● TEXT EXTRACT
## begin
This was the first large-scale show of Pop art, placing American works alongside paintings from Sweden, France, England and Italy. The works were presented in such a way that gallery-goers could trace American Pop art's brief history back to the European Nouveaux Realistes, which included Jean Tinguely and Yves Klein. In an introductory note for the show, Sidney referred to these artists as "factual artists," suggesting they collectively signified a new phase in artistic representation, and were part of a new cultural context. Among the works on display were Lichtenstein's Refrigerator, Thiebaud's Salad, Sandwiches and Dessert, and Warhol's 200 Campbell's Soup Cans. Time magazine dubbed these artists the "Slice of Cake School," indicating their fascination with supermarket culture.

Backlash:

In protest of the exhibition, Mark Rothko, Adolph Gottlieb, Philip Guston and Robert Motherwell all resigned from Janis Gallery.


Quotes
"I like you because you are not interested in only one kind of art"
-Piet Mondrian to Sidney Janis

"Painting in New York does not perhaps have the elan that it had ten or fifteen years ago, but it is not for lack of encouragement by dealers like Sidney Janis."
- Clement Greenberg, Introduction to an Exhibition in Tribute to Sidney Janis, 1958

"Overnight, it seemed, the art world changed. My father was in despair over the selling of art, over the slick, depersonalized gloss - not only of Pop art, but of Minimalism as well - that was taking center stage in New York. Art was no longer struggle; art had become marketing."
## end
● SUPPLIED INFORMATION
## begin
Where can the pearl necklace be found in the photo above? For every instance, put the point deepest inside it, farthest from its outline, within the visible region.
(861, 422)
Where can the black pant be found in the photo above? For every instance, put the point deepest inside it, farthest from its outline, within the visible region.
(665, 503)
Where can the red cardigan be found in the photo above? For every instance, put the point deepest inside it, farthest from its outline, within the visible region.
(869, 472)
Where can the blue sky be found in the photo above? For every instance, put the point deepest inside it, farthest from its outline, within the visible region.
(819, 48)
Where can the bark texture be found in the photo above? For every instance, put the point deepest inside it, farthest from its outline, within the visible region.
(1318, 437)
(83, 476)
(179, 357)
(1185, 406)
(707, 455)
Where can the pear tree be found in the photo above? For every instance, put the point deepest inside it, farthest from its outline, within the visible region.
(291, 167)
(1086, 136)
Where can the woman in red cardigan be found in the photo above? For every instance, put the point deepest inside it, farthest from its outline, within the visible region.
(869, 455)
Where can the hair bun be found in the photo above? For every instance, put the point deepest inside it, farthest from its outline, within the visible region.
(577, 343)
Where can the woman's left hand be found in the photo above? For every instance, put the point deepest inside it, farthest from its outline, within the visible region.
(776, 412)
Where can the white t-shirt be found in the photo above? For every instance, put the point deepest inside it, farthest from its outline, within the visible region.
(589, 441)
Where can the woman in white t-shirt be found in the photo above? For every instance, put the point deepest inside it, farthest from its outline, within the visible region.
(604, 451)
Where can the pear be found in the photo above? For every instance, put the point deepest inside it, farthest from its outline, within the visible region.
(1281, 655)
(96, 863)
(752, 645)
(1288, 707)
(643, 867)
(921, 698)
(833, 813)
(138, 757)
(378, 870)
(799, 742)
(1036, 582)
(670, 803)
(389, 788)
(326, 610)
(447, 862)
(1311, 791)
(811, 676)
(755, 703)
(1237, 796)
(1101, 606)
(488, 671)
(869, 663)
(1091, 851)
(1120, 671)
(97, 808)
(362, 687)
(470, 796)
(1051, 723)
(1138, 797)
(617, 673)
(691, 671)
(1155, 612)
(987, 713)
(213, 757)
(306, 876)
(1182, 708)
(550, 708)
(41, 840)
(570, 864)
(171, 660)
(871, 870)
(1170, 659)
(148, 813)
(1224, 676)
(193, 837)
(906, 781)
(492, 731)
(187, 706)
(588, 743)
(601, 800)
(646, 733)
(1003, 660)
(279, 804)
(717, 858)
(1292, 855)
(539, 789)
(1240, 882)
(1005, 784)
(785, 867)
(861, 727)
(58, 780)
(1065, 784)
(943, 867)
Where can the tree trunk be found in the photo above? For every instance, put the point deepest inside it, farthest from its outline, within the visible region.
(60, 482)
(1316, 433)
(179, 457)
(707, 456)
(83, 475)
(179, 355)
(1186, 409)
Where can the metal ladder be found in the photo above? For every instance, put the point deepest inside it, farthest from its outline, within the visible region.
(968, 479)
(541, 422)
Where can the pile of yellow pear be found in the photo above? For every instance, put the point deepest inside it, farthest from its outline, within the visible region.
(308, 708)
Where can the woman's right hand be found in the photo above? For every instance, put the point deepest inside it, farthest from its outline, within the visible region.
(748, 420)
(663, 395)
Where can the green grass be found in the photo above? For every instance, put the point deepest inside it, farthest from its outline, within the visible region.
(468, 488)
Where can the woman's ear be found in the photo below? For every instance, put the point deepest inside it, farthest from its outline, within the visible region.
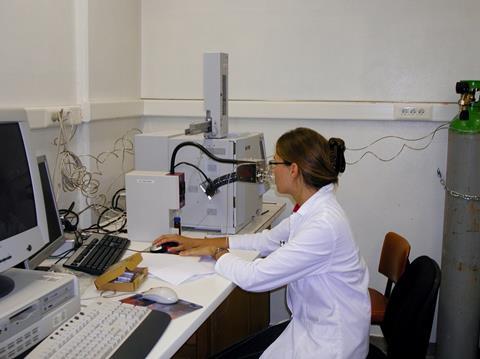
(294, 170)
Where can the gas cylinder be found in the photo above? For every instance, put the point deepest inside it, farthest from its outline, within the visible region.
(459, 304)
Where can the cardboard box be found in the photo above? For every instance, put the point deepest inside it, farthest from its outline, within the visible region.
(108, 280)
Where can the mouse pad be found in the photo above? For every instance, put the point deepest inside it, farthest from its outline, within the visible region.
(174, 310)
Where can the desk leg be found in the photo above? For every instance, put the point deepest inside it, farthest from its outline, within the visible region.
(239, 316)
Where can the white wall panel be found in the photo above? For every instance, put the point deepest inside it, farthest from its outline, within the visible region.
(371, 50)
## end
● GOAL A
In the Pop art exhibition text, what nickname did Time magazine give the artists in the show?
● GOAL B
Carry on the Pop art exhibition text from the point where it stops.
The rows are separate material and have no connection to the Pop art exhibition text.

● EXERCISE ANSWER A
The "Slice of Cake School."

● EXERCISE ANSWER B
- Musa Mayer (daughter of Philip Guston), recalling the Abstract Expressionists' reaction to the 1962 New Realists exhibit at the Janis

"I tried to induce them to stay, explaining that the younger artists could not be considered competitive, but all in vain. As disturbing as it was, we continued with the Pop generation, which in the meantime has made its own reputation. Incidentally, Bill de Kooning was one of the artists who attended that fateful meeting. I later heard that he offered no protest. He was the only one who stayed with the gallery. I always felt that Pollock and Kline, both of whom had died, would have remained as well."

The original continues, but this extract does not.